### [AIM]
Please quote the passage on the Korea Dulle Trail word for word, between "But exile hardly" and "mentoring 18 disciples.", inclusive.

### [EXTRACT TO READ]
Since the trail's official completion in September 2024, 251 people have completed the entire course, taking many from two to four years, according to the Korea Tourism Organization (KTO). But far more have taken on the four individual trails that make up the larger trail.
 
Some 5,269 people have completed the Haeparang Trail along the East Sea since it first opened in 2016. The Namparang Trail along the South Sea has seen 1,069 traverse its length, while the Seohaerang Trail along the Yellow Sea has seen 564 people complete the route. The final section, the DMZ Peace Trail completed in 2024, has had 683 finishers.
 
The trail's major appeal lies in how naturally it blends walking with travel itself. One stretch may lead to mountain and seaside temples, and another to historic neighborhoods where travelers can dive into the city's local cuisine. 
 
Here are a few sections of the Namparang Trail and Seohaerang Trail in South Jeolla that offer a glimpse into the scale and variety of the Korea Dulle Trail. 
 
Namparang Trail's course 83: Mount Mandeok's Dasan Chodang
 
In 1801, a man was exiled to Gangjin, a quiet county in South Jeolla on Korea's southern coast, amid the persecution of Catholics. For the last 10 years of his 18-year exile, he lived in a humble chodang, a small thatched cottage, at the foot of Mount Mandeok.
 
A road leads to Dasan Chodang on Mount Mandeok, along the 83rd course of the Namparang Trail [WOO JI-WON]

A road leads to Dasan Chodang on Mount Mandeok, along the 83rd course of the Namparang Trail [WOO JI-WON]

Dasang Chodang and a pond Dasan built to raise carp [HAENAM COUNTY GOVERNMENT]

Dasang Chodang and a pond Dasan built to raise carp [HAENAM COUNTY GOVERNMENT]

But exile hardly slowed his passion for building a better country. He wrote nearly 500 books on philosophy, politics and even engineering, including proposals for political reform, at the chodang, all while mentoring 18 disciples.
 
His name is Jeong Yak-yong, better known by his pen name Dasan. He is now remembered as one of the greatest scholars of the Joseon Dynasty (1392-1910).
 
Today, the site is known as Dasan Chodang. Past hanoks (traditional Korean houses), many now operating as guesthouses known for hearty breakfasts, a narrow forest road in Mount Mandeok leads toward the lonely site of his exile.

### [ROWS]
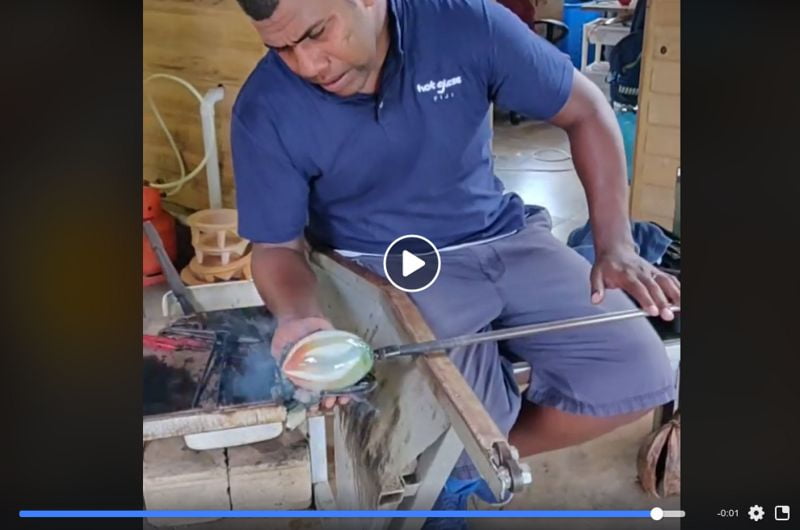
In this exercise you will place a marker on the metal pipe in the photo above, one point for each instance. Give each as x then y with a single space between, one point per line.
210 145
508 333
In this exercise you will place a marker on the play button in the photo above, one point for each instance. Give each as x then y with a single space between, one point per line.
411 263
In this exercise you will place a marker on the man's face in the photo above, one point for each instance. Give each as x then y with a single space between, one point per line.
332 43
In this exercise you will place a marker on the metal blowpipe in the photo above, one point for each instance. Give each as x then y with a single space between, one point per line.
508 333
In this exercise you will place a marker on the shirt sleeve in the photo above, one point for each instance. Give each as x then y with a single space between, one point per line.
271 193
528 75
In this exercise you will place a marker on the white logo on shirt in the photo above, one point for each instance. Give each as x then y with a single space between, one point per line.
440 87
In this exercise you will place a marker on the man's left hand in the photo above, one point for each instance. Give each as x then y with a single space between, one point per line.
654 290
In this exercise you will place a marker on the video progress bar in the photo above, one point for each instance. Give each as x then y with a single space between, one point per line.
655 513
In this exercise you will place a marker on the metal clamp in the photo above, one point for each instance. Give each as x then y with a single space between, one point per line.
513 474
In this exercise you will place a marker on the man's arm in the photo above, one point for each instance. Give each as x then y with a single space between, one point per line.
599 157
287 285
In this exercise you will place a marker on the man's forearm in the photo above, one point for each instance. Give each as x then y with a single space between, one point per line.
285 282
599 157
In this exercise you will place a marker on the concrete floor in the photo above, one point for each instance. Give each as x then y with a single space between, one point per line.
532 160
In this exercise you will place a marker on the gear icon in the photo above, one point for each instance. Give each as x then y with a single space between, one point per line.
756 513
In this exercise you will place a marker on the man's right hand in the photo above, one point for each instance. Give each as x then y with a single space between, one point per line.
291 330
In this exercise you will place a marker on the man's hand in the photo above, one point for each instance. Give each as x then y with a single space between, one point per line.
653 289
289 331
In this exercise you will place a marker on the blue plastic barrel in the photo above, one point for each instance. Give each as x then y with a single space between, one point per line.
575 18
627 124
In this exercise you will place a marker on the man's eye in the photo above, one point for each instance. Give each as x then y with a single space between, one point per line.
317 34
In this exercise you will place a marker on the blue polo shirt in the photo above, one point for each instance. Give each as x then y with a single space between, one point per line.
355 173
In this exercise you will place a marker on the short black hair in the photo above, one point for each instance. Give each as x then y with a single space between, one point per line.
259 9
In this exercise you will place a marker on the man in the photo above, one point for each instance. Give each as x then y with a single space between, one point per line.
368 120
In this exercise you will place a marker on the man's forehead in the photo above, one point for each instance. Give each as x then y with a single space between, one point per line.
290 20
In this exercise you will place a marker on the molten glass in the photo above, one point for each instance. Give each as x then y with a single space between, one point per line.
328 360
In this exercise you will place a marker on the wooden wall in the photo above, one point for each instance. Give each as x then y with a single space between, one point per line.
658 153
205 42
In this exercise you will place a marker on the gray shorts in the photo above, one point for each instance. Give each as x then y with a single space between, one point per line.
531 277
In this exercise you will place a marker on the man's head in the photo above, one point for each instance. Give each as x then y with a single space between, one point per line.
337 44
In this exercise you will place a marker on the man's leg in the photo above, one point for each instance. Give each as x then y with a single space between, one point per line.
585 381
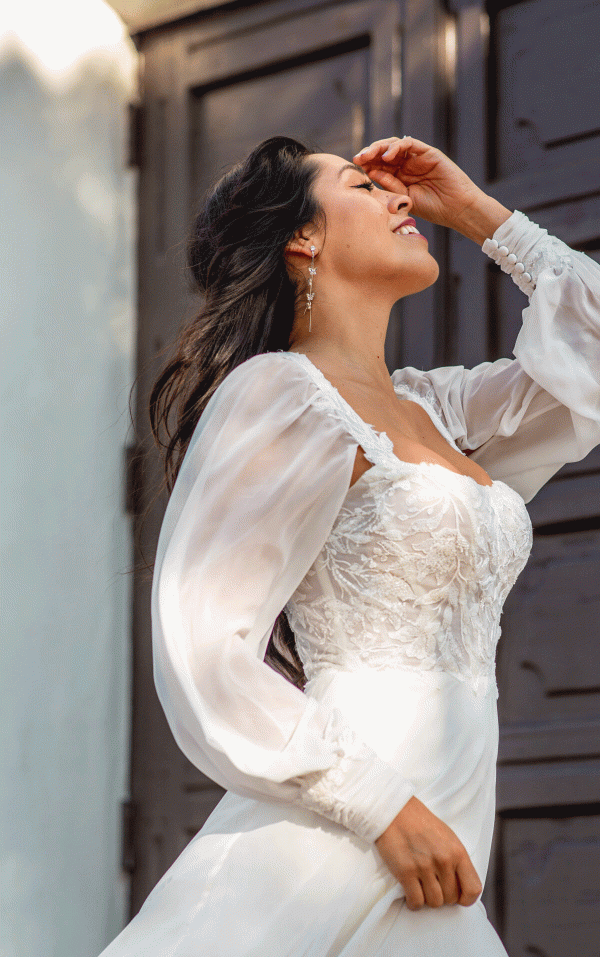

### [EXERCISE SOLUTION]
But exile hardly slowed his passion for building a better country. He wrote nearly 500 books on philosophy, politics and even engineering, including proposals for political reform, at the chodang, all while mentoring 18 disciples.